===== Excerpt =====

Kinetic theory modeling of bacteria diffusion and chemotaxis

The standard description for bacterial motion is the run-and-tumble model. At a given rate μ, bacteria stop their run mode to rapidly change direction to a new one, chosen at random from an angular distribution. This Poisson process gives rise, for times longer than μ^-1, to a diffusive motion. Chemotaxis is usually modeled by saying that the tumbling rate changes if the bacterium swims along or against the chemotactic signal, resulting in a biased random walk. Microscopically, the tumbling rate is controlled by the concentration of a protein whose production depends on the local values of the chemoattractant, responding with a characteristic time T.

Here, we build a kinetic model for the chemotactic bacterial motion that includes the fluctuations of the protein concentration. It is found that the run times follow a broad log-normal distribution, which implies that the decay times of the orientation correlation function should also follow this distribution. Using this result, by experimentally following hundreds of bacteria, we were able to fit the model parameters for E. coli.

The kinetic model is then used to quantify the bacterial diffusion in a homogeneous medium and the chemotactic response in presence of imposed external gradients. It is found that for high sensitivities of the tumbling rate to the protein concentration or for long memory times, which are indeed consistent with the experimental values, the times it takes to reach the diffusive regime or the stationary chemotactic current grows enormously. These long-living transient regimes are characterized by a strong deviation from a Gaussian distribution of displacements and by a non-monotonic dependence of the current on the chemoattractant gradient. Implications of the results for macroscopic modeling of bacterial contamination are finally given.

===== Given entries =====

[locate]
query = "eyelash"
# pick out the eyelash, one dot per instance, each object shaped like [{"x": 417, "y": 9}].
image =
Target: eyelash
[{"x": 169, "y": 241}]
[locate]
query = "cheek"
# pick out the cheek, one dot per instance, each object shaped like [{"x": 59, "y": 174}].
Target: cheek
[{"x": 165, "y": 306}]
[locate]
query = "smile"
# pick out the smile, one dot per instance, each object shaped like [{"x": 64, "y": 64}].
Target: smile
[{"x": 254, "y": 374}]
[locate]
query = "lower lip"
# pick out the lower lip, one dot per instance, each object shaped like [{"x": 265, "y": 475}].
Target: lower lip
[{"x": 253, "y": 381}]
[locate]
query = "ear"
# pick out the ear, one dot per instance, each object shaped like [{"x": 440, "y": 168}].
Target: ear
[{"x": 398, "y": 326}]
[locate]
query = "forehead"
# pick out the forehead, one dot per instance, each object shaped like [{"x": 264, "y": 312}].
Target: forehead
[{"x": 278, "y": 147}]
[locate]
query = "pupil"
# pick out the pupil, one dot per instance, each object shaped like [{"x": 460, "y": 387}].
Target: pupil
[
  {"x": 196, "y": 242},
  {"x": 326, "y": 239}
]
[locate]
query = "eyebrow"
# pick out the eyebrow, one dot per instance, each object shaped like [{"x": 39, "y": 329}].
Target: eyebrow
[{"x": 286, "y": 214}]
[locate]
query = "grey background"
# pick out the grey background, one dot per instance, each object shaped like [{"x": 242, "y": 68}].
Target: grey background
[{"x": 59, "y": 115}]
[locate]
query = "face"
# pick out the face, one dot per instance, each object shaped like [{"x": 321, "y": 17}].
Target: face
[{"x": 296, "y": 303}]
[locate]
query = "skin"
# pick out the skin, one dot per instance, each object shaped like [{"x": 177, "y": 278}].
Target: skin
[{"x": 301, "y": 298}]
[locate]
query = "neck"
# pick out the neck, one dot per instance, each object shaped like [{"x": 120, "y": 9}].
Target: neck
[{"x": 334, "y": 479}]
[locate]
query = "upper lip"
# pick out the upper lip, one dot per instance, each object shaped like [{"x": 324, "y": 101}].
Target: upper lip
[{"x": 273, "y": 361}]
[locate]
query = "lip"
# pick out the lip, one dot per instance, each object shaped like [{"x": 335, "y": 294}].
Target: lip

=====

Assignment
Output the passage from the text on bacterial chemotaxis between "Here, we build" and "parameters for E. coli.", inclusive, copied word for word.

Answer box
Here, we build a kinetic model for the chemotactic bacterial motion that includes the fluctuations of the protein concentration. It is found that the run times follow a broad log-normal distribution, which implies that the decay times of the orientation correlation function should also follow this distribution. Using this result, by experimentally following hundreds of bacteria, we were able to fit the model parameters for E. coli.